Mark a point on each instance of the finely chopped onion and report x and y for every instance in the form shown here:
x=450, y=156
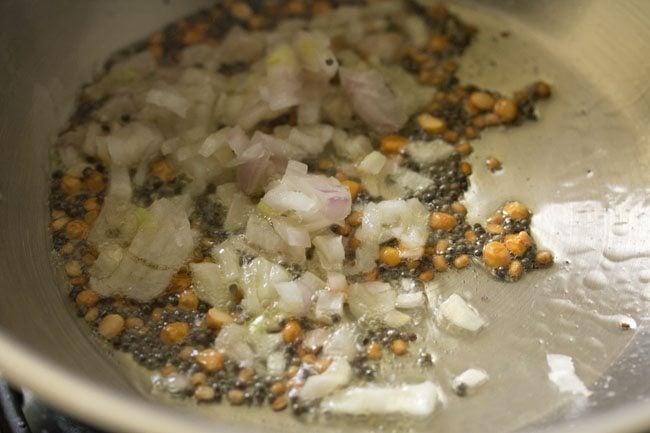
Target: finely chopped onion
x=264, y=216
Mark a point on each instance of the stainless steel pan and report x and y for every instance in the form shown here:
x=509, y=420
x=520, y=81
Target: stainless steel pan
x=583, y=169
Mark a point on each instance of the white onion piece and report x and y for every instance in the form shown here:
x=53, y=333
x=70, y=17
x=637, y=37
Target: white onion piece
x=469, y=381
x=260, y=232
x=330, y=251
x=213, y=142
x=259, y=278
x=337, y=281
x=416, y=400
x=281, y=88
x=410, y=300
x=313, y=201
x=396, y=319
x=290, y=233
x=373, y=163
x=406, y=221
x=372, y=299
x=226, y=254
x=226, y=192
x=120, y=183
x=116, y=223
x=457, y=313
x=232, y=341
x=314, y=52
x=161, y=244
x=296, y=296
x=315, y=339
x=373, y=100
x=109, y=258
x=275, y=364
x=329, y=304
x=164, y=237
x=130, y=144
x=240, y=45
x=352, y=148
x=241, y=207
x=337, y=375
x=209, y=284
x=342, y=342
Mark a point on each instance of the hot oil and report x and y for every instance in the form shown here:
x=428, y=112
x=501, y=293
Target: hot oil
x=585, y=211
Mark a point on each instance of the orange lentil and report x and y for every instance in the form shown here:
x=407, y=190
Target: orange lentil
x=506, y=110
x=188, y=300
x=516, y=210
x=236, y=397
x=439, y=263
x=389, y=256
x=399, y=347
x=515, y=270
x=481, y=101
x=280, y=403
x=518, y=243
x=87, y=298
x=355, y=218
x=292, y=332
x=76, y=229
x=464, y=148
x=163, y=170
x=111, y=326
x=174, y=332
x=210, y=360
x=493, y=164
x=465, y=168
x=426, y=276
x=353, y=187
x=495, y=255
x=470, y=236
x=71, y=185
x=442, y=221
x=95, y=182
x=216, y=318
x=374, y=351
x=461, y=261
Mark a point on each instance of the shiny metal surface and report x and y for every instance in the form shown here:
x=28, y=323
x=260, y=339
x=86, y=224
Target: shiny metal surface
x=583, y=169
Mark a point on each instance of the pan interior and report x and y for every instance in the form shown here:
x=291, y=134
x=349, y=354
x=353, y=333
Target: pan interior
x=582, y=169
x=589, y=209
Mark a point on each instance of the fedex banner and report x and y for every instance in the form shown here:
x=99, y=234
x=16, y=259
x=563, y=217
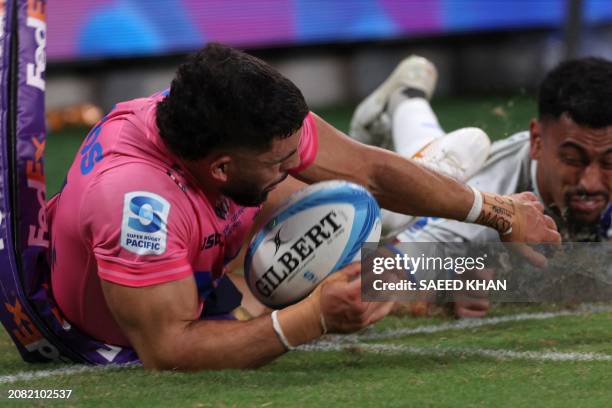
_ _ _
### Opdracht:
Herschrijf de regels van alle items hierboven als een genummerde lijst en sla lege regels over. Neem de afbeeldingen niet op in het antwoord.

### Eindantwoord:
1. Mark a point on each instance of the finely chopped onion and report x and y for every instance in the form shown here:
2. x=450, y=156
3. Target: finely chopped onion
4. x=264, y=216
5. Mark a point on each instance of the stainless steel pan and report x and y for every instance in the form shown here:
6. x=509, y=420
7. x=520, y=81
8. Target: stainless steel pan
9. x=583, y=169
10. Mark a point on each instance of the white onion piece and report x and y for every instance in the form shown here:
11. x=53, y=333
12. x=70, y=17
13. x=637, y=37
14. Target: white onion piece
15. x=469, y=381
16. x=260, y=232
17. x=330, y=251
18. x=213, y=142
19. x=259, y=278
20. x=337, y=281
21. x=416, y=400
22. x=281, y=88
23. x=410, y=300
24. x=313, y=201
25. x=396, y=319
26. x=290, y=233
27. x=373, y=163
28. x=406, y=221
29. x=372, y=299
30. x=226, y=254
31. x=226, y=192
32. x=120, y=183
33. x=116, y=223
34. x=457, y=313
35. x=232, y=341
36. x=314, y=52
37. x=161, y=244
38. x=296, y=296
39. x=315, y=339
40. x=373, y=100
41. x=109, y=258
42. x=275, y=364
43. x=329, y=304
44. x=164, y=237
45. x=130, y=144
46. x=240, y=45
47. x=352, y=148
48. x=241, y=207
49. x=337, y=375
50. x=209, y=284
51. x=342, y=342
52. Mark a point on each instance of the hot oil and report x and y for every instance in the form shown here:
53. x=428, y=112
54. x=501, y=293
55. Target: hot oil
56. x=585, y=211
57. Mark a point on each instance of the orange lentil and report x and y for every instance in the form shown here:
58. x=407, y=190
59. Target: orange lentil
60. x=506, y=110
61. x=188, y=300
62. x=516, y=210
63. x=236, y=397
64. x=439, y=263
65. x=389, y=256
66. x=399, y=347
67. x=515, y=270
68. x=481, y=101
69. x=280, y=403
70. x=518, y=243
71. x=87, y=298
72. x=355, y=218
73. x=292, y=332
74. x=76, y=229
75. x=464, y=148
76. x=163, y=170
77. x=111, y=326
78. x=174, y=332
79. x=210, y=360
80. x=493, y=164
81. x=465, y=168
82. x=426, y=276
83. x=353, y=187
84. x=495, y=255
85. x=470, y=236
86. x=71, y=185
87. x=442, y=221
88. x=95, y=182
89. x=216, y=318
90. x=374, y=351
91. x=461, y=261
92. Mark a point on each instance of the shiny metal surface and report x and y for every instance in the form shown here:
93. x=28, y=323
94. x=260, y=339
95. x=86, y=224
96. Target: shiny metal surface
97. x=583, y=169
98. Mark a point on each instance of the pan interior and report x and y for every instance in the form shown here:
99. x=291, y=134
100. x=349, y=354
101. x=353, y=333
102. Target: pan interior
103. x=582, y=169
104. x=589, y=209
105. Mark a point on each instance of the fedex banner and report x and y for every instance in the form shown here:
106. x=99, y=234
107. x=16, y=259
108. x=563, y=217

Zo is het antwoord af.